§ Your task: Could you output the stored records as a Markdown table with the columns Line and Text, covering the lines from the start through the line holding "box: [144, 151, 192, 209]", inclusive? Put each line's number in Line and the line itself in Text, and leave out blank lines.

§ Stored records:
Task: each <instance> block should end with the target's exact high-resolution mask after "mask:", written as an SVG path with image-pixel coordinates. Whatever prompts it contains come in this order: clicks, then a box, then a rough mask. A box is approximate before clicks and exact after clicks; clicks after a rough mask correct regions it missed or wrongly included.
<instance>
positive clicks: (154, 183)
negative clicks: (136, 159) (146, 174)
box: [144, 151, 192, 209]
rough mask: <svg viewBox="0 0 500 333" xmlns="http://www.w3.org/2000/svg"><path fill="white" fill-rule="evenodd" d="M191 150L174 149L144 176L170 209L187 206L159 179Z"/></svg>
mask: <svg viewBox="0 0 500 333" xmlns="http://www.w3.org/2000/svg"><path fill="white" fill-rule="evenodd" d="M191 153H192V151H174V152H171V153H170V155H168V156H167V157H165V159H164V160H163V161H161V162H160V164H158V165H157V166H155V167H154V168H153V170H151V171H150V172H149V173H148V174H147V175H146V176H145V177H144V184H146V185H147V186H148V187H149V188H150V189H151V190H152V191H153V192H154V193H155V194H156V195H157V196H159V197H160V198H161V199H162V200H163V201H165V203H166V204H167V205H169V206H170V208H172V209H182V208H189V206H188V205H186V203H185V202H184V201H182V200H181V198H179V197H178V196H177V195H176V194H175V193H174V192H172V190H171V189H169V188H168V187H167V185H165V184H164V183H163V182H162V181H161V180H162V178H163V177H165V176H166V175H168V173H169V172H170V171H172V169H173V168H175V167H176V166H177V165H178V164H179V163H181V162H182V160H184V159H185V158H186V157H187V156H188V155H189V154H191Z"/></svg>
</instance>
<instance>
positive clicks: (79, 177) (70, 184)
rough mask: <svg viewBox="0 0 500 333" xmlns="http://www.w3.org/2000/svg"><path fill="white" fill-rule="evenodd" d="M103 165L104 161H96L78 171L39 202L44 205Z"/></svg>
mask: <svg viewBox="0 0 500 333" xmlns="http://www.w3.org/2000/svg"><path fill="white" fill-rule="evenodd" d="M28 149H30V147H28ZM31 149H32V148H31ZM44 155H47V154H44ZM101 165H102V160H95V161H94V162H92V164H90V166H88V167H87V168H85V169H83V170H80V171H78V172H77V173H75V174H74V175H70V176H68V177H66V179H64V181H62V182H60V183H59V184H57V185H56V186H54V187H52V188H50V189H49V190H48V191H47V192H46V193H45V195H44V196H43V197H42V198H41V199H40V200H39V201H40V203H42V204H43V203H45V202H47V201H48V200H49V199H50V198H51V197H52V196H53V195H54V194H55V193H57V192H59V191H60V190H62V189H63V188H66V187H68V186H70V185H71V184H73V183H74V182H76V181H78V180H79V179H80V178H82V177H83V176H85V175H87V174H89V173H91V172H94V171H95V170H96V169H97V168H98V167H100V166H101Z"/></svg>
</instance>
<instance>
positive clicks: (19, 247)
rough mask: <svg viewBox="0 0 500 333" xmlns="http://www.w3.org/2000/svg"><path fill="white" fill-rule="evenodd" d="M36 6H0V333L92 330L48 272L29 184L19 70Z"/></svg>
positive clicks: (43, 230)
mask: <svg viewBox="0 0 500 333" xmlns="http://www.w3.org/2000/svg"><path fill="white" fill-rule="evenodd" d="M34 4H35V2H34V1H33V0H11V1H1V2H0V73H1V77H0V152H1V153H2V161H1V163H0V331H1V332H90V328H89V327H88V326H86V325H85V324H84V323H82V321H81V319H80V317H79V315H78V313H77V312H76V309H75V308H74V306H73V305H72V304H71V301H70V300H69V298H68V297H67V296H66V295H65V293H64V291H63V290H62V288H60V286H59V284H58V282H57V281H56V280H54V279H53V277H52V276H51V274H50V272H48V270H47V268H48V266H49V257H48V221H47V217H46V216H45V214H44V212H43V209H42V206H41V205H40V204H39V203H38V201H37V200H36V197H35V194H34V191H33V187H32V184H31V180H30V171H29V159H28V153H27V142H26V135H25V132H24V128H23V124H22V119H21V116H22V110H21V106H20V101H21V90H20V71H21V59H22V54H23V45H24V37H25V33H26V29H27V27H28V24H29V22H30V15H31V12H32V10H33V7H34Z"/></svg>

§ Problem solution:
| Line | Text |
|---|---|
| 1 | Task: each <instance> block should end with the target's exact high-resolution mask after "mask:", written as an SVG path with image-pixel coordinates. Whatever prompts it contains come in this order: clicks, then a box, then a rough mask. A box is approximate before clicks and exact after clicks; clicks after a rough mask correct regions it missed or wrongly included. |
| 2 | <instance> |
| 3 | positive clicks: (154, 183) |
| 4 | negative clicks: (136, 159) (146, 174) |
| 5 | box: [144, 151, 192, 209] |